> **Aim**: Reproduce the following records exactly from the line containing "Where can the muddy" onward, ending with the last line and including it.
[Start of Information supplied]
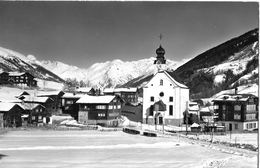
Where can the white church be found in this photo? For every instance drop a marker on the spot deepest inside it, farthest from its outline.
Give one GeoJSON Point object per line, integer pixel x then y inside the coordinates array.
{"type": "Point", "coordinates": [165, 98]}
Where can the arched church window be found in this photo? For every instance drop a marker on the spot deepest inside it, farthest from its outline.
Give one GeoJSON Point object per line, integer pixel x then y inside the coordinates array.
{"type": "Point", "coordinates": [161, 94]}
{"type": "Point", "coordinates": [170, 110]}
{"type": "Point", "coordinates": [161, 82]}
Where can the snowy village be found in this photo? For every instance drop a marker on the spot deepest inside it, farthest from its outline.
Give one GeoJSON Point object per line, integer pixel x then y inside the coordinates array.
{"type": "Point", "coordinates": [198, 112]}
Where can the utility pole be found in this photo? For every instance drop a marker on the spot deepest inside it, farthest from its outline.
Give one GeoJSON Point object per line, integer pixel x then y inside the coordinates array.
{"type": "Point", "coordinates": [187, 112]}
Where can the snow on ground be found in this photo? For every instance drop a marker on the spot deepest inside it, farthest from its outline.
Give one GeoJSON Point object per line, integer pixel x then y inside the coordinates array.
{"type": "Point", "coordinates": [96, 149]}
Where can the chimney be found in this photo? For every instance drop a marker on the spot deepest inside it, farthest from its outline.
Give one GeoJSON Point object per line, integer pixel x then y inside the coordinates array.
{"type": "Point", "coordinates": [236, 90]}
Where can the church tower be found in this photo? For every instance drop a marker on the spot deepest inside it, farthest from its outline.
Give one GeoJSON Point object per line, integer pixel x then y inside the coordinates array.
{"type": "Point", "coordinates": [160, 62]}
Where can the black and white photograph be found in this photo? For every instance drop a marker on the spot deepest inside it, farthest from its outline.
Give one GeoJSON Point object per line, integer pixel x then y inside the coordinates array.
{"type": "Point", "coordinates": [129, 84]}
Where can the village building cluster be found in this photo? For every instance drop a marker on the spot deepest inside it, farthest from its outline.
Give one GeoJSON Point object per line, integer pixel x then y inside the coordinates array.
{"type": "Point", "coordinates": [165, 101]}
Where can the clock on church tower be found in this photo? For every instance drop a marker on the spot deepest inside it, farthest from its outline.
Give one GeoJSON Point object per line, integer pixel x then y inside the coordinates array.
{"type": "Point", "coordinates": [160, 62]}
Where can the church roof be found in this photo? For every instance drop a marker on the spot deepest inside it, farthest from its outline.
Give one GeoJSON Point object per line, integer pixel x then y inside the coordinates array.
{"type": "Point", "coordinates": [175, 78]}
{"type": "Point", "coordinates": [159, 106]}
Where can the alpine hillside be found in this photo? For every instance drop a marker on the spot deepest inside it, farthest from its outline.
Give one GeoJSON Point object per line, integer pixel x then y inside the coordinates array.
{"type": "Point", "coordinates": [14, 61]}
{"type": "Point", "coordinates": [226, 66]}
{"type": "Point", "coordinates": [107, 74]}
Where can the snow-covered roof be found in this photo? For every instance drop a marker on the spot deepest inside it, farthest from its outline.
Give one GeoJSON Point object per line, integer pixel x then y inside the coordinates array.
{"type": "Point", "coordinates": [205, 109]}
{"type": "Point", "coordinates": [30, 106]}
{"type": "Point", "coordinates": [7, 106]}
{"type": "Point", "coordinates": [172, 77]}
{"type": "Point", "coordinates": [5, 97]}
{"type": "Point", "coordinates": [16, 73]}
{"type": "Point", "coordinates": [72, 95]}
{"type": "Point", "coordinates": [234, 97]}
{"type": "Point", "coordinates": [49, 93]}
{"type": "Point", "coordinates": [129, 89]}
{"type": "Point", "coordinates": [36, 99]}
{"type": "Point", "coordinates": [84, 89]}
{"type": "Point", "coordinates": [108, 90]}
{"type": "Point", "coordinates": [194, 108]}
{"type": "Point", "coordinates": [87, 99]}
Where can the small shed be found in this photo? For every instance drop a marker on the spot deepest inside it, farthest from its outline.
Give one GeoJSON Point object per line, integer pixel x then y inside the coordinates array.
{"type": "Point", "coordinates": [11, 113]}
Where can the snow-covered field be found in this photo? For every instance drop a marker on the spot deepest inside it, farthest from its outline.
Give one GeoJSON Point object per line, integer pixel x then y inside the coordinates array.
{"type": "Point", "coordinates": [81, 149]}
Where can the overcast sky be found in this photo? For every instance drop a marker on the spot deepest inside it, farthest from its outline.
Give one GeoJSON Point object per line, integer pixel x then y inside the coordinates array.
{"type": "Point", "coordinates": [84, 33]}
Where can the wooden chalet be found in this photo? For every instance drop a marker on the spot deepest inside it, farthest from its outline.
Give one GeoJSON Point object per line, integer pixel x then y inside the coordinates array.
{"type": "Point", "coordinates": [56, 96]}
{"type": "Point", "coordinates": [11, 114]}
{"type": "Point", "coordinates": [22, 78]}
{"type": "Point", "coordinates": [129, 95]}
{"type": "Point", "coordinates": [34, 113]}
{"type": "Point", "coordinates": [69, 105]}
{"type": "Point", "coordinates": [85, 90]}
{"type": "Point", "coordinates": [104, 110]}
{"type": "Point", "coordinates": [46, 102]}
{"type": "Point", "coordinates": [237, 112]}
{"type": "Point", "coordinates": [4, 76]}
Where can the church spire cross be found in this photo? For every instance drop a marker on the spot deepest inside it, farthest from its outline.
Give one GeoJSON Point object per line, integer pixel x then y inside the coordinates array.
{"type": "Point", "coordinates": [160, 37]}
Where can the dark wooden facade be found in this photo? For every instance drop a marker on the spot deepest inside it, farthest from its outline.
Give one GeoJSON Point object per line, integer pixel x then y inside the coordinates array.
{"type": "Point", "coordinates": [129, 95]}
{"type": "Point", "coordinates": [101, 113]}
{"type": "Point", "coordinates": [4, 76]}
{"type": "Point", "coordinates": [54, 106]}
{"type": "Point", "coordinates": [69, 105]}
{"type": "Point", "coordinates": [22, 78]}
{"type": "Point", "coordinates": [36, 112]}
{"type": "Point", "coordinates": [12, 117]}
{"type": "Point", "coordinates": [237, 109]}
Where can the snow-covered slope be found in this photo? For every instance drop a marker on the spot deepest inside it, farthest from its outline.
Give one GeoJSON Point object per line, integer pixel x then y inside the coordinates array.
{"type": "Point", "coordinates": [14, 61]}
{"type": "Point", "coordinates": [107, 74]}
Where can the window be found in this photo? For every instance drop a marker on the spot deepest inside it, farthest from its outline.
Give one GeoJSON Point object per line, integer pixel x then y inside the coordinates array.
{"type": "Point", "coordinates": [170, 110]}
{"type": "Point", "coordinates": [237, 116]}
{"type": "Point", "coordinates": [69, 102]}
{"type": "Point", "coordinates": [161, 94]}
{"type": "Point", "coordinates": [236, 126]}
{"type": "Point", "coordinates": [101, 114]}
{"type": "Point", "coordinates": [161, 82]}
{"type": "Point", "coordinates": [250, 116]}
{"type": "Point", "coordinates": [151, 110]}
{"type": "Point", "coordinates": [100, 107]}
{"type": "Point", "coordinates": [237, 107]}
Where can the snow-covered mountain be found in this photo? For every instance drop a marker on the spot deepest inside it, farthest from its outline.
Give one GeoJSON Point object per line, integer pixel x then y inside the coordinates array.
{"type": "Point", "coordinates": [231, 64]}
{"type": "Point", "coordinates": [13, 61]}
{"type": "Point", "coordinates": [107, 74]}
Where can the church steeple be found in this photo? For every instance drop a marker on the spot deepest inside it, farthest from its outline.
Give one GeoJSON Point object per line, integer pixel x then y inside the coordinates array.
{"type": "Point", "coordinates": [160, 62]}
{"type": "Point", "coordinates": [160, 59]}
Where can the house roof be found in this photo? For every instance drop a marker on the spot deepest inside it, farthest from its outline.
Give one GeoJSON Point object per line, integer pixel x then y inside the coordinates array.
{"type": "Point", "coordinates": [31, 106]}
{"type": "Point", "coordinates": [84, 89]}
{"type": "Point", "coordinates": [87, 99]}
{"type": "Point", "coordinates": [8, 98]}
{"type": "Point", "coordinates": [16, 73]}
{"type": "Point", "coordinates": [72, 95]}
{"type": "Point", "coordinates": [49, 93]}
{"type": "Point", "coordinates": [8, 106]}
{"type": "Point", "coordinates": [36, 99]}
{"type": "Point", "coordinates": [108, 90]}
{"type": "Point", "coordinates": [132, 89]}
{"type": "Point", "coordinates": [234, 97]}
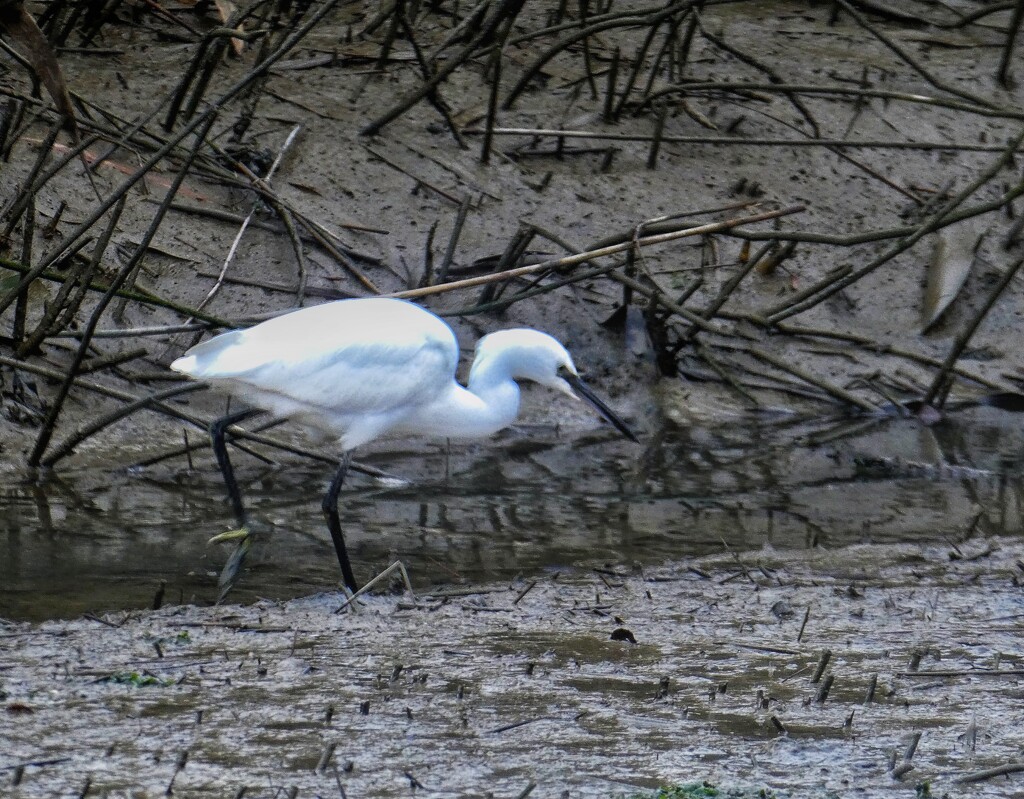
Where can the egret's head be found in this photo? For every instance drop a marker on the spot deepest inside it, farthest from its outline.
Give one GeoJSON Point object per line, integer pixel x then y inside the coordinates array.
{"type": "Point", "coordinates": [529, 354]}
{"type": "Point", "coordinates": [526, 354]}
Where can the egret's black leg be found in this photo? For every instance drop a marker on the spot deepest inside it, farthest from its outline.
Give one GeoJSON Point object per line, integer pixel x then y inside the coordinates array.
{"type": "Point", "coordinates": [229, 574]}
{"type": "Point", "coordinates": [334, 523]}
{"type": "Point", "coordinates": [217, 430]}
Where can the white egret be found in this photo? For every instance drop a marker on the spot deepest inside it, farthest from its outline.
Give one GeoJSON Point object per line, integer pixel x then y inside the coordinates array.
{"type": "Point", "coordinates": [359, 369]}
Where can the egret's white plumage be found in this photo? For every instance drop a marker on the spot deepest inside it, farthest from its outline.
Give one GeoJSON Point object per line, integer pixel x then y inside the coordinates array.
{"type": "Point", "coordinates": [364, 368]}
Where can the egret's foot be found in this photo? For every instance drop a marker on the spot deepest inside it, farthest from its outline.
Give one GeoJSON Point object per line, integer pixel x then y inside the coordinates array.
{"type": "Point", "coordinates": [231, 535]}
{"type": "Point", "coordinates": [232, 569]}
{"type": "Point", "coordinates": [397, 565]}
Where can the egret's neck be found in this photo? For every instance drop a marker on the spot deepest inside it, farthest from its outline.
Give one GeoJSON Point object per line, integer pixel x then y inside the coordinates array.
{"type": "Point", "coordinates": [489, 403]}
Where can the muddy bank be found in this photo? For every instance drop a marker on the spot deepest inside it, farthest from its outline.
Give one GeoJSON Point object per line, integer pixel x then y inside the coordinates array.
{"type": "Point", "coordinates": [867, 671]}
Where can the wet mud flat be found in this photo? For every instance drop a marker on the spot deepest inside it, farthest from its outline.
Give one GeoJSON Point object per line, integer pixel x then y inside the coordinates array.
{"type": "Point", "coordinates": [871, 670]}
[End of Information supplied]
> **Response to the task**:
Where can the muddy bank be found in this photo? For every instance drop a marker on the spot deepest inside it, farthest from its outline.
Give one GeoJSON Point object per line, integer pixel x then y inside the coordinates array.
{"type": "Point", "coordinates": [867, 671]}
Where can the wet mud flat be found in this photo? For every instance drop a marker on the spot deepest inside it, farthest from its outline.
Give one GeoJSON Point object per line, integer pixel x then y inside the coordinates array.
{"type": "Point", "coordinates": [871, 670]}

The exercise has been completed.